Exercise passage »
[Start of Attachment]
Monday, Jan. 07, 1952

Graft Expert

Guatemalan doctors liked Salvatore Lanza at first. A slender, high-strung Italian in his middle 30s, he was loaded with Old World charm. From his voluble talk, it appeared that he was a devoted scientist and surgeon, educated at European universities. About his specialty, plastic surgery, he seemed to know all there was to know. Since plastic surgery is a virgin field in Guatemala, several doctors gratefully accepted his services as a consultant.

Lanza made friends outside medical circles, too. Within a few months after his arrival in Guatemala in mid-1950, he and his personable Italian wife had struck up a warm friendship with Defense Minister

Rafael O'Meany. Presently O'Meany appointed Lanza to the staff of the Military Hospital, and provided him with a furnished house and a car.

Bones & Boasts. At the hospital, Lanza avoided run-of-the-ward tasks. He devoted his energies and talents to persuading his superiors that what Guatemala needed was a bone bank for surgical grafts. As a result, a delegation of Mexican officers and doctors journeyed to Guatemala last October to attend the inauguration of the country's first bone bank--six small glass jars of frozen bone fragments.

Hailed as a great man and a boon to the nation, Lanza drank deep of fame--and promptly became intoxicated. He announced that he was preparing to graft new limbs on infantile-paralysis victims. Soon, he declared, he would show preliminary examples of similar radical grafts, including a goat with donkey's legs, a sheep with dog's legs, a chicken with a pigeon's head, a dove with rabbit's ears and a rabbit with dove's wings. No gonkey, shog, or picken turned up, but Lanza did give newsmen a brief, none-too-close look at what appeared to be a winged rabbit (see cut). He later announced that the rabbird was doing fine and would "soon feel the urge to fly."

Slings & Arrows. Aghast at these antics, the doctors began to probe into Lanza's past. They found that during his two years as a "surgeon"' in the New World (he spent eight months in Venezuela and Colombia before going to Guatemala), he had never produced a single document to show that he had attended any medical school. Instead of the "200 successful operations" he claimed to have performed in Guatemala, he had actually done only eleven, not all successful. But he had gathered in far more than eleven fees, by collecting from prospective patients in advance.

By last week, Lanza himself was feeling the urge to fly. The military authorities, reluctantly bowing before the winds of medical indignation, had booted him out of his hospital post. An ex-patient sued him, newspapers denounced him as a charlatan, and the Colegio Medico sent out bulletins warning other Latin American medical societies against him. Sadly, Lanza prepared to depart for Mexico.
[End of Attachment]
Supplied material »
[Start of Attachment]
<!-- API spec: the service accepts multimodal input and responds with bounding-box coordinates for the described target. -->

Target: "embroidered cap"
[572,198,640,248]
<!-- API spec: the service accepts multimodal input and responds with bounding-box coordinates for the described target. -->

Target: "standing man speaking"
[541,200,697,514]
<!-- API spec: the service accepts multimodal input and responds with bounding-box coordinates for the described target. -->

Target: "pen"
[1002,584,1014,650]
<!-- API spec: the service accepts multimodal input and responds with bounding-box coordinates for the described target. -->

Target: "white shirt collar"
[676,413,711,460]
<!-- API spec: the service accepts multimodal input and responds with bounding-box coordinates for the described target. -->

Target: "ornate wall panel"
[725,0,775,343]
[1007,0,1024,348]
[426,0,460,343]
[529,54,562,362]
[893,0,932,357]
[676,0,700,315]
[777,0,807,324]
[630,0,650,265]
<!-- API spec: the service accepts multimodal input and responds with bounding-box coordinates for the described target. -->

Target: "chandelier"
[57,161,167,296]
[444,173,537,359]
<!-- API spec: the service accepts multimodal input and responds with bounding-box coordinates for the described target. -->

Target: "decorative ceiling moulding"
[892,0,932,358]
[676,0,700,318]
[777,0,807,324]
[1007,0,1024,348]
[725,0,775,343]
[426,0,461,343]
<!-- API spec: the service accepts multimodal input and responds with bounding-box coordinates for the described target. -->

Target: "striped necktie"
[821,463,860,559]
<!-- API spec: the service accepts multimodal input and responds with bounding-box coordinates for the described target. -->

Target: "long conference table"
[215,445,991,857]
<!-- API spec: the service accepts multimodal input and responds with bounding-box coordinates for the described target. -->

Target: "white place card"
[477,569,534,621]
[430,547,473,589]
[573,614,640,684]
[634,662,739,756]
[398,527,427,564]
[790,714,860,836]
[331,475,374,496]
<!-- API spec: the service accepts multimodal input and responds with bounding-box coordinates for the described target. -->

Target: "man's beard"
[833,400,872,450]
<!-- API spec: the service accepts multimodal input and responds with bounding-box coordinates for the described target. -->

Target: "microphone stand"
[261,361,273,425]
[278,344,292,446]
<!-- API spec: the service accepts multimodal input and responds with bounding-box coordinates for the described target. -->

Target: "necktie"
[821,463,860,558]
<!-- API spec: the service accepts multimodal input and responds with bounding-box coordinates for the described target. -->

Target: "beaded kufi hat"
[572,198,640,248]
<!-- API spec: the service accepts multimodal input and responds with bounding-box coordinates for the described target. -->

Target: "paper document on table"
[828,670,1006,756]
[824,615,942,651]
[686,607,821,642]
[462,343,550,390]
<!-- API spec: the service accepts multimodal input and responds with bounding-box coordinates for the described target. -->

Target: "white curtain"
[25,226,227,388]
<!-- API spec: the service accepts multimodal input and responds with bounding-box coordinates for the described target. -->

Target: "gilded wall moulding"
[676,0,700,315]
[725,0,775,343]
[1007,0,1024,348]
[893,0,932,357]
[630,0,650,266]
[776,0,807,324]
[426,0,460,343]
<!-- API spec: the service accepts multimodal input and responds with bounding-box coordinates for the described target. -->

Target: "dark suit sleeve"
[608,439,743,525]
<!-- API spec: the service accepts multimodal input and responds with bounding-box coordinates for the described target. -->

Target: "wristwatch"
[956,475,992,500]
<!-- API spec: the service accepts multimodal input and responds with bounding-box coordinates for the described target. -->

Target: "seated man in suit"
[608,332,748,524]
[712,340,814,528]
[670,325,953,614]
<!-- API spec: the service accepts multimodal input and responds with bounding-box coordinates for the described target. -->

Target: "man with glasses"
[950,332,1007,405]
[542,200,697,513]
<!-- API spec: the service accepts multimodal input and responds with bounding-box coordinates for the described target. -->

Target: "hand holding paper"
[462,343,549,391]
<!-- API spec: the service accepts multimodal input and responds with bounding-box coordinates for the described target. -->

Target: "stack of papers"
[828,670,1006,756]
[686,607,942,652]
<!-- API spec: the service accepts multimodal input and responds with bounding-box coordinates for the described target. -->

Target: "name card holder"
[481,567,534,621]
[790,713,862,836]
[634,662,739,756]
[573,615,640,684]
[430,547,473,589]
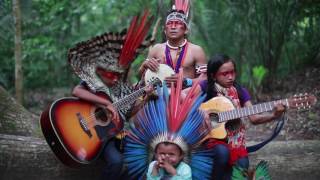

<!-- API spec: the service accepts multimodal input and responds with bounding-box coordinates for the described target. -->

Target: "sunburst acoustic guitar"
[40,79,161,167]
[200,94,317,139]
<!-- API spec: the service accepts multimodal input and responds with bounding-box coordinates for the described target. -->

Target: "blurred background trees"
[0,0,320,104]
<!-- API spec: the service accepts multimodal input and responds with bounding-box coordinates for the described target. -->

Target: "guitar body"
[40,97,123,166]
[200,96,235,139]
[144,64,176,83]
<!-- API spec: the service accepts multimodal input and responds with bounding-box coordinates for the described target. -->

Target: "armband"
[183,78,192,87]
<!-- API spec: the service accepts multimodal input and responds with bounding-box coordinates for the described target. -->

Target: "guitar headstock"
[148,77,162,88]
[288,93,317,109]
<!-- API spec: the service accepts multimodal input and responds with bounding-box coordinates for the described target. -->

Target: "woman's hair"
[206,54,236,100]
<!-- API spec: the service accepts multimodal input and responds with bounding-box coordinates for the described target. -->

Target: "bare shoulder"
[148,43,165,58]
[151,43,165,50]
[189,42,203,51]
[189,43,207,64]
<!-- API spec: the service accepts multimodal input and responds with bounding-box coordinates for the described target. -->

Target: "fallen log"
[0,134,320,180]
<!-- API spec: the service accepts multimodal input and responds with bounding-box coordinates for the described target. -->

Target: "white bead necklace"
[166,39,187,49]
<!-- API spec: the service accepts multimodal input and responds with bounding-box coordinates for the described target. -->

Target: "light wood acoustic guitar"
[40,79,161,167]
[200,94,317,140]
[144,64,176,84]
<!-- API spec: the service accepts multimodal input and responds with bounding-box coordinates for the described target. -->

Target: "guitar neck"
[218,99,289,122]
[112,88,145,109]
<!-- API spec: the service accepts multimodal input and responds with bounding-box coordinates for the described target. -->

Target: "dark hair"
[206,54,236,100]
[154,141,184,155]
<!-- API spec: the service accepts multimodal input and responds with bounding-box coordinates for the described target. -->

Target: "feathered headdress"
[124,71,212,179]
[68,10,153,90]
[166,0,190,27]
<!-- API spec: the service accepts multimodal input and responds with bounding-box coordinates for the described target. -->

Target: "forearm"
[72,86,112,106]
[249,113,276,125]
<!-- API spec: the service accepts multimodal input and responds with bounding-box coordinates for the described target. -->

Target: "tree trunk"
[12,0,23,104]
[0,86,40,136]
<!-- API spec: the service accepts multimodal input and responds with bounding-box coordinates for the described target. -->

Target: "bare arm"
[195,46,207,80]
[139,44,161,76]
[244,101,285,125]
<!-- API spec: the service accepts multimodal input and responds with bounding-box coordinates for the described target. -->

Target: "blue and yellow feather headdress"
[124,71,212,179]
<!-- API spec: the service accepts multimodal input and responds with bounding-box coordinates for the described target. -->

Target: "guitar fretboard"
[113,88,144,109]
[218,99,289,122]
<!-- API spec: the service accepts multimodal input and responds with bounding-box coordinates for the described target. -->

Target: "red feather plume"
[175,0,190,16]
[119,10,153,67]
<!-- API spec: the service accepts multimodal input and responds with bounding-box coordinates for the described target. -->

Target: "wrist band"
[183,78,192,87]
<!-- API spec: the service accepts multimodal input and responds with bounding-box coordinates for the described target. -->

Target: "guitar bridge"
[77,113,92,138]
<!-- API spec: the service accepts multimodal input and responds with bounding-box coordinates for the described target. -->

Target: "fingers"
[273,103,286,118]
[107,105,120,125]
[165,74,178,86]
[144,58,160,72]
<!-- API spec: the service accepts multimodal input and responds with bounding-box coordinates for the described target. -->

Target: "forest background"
[End of Attachment]
Prompt » Please quote the part of the article about Salvatore Lanza that begins with the words "Lanza made friends" and ends with "house and a car.".

Result for this exercise »
Lanza made friends outside medical circles, too. Within a few months after his arrival in Guatemala in mid-1950, he and his personable Italian wife had struck up a warm friendship with Defense Minister

Rafael O'Meany. Presently O'Meany appointed Lanza to the staff of the Military Hospital, and provided him with a furnished house and a car.